• **Tasks to carry out**:
a – Answer these questions from the text about the mill:
(i) Which family owned both the mill and the Randolph Mine?
(ii) What did the BLM's 2003 tests of the mill tailings find?
(iii) On what date was the mill added to the National Register of Historic Places?
b – Please print the part of the text about the mill between "The Bureau of" and "to the public.", inclusive.

• **Text for analysis**:
== == ==

Construction of the mill facility took place from 1915 to 1920, and was intended to serve the Randolph Mine. The Davis family owned both businesses, and that family included Eliza Davis and her three sons, Harry, Arthur and William Davis.. The period of greatest activity was into the early 1920s, and the mine was then leased to the Western Merger Mine Company, which ran it until 1931, giving it back to the Davis family during the Great Depression.. Due to adverse economic conditions, the family was unable to return the mine to profitability. Harry Davis appears to have operated the mill sporadically during the 1930s and perhaps into the early 1940s, when it shut down. He was processing ore for other local small mines. He lived on the mill site with his mother and his wife. Their house and other buildings that were part of the mining operation are also on the site..

The Bureau of Land Management (BLM) has described the mill as "remarkably well-preserved" and "a testament to the work of a small family-run mining operation.".

In 2003, the BLM tested samples of the mill tailings, the waste material from processing the gold ore, and discovered high levels of lead, mercury and arsenic. About 6,400 cubic yards of this toxic waste material was excavated and taken to an approved disposal facility.

The mill was added to the National Register of Historic Places on April 1, 2010. In 2011, drainage around the mill was upgraded to help stabilize the structure. As of 2026, it is not currently accessible to the public.

== == ==

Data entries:
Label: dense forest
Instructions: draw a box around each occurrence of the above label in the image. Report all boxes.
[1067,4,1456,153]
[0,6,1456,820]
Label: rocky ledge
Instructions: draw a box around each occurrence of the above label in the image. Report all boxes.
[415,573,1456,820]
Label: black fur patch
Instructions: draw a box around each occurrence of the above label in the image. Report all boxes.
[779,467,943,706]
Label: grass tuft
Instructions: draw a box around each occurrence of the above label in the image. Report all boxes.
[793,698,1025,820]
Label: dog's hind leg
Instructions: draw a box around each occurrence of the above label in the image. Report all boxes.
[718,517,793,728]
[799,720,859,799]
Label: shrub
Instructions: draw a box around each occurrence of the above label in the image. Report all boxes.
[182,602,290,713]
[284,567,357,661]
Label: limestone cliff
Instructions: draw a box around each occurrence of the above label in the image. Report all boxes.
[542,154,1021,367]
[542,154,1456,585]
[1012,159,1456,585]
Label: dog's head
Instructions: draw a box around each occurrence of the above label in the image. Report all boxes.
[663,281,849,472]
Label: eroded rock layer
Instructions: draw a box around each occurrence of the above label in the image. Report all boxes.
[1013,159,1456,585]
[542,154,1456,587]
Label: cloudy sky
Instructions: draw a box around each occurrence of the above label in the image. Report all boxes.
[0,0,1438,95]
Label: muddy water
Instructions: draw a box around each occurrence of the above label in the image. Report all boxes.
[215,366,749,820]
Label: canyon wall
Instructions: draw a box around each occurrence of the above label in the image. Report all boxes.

== == ==

• **Solved tasks**:
a –
(i) The Davis family.
(ii) High levels of lead, mercury and arsenic.
(iii) April 1, 2010.

b –
The Bureau of Land Management (BLM) has described the mill as "remarkably well-preserved" and "a testament to the work of a small family-run mining operation.".

In 2003, the BLM tested samples of the mill tailings, the waste material from processing the gold ore, and discovered high levels of lead, mercury and arsenic. About 6,400 cubic yards of this toxic waste material was excavated and taken to an approved disposal facility.

The mill was added to the National Register of Historic Places on April 1, 2010. In 2011, drainage around the mill was upgraded to help stabilize the structure. As of 2026, it is not currently accessible to the public.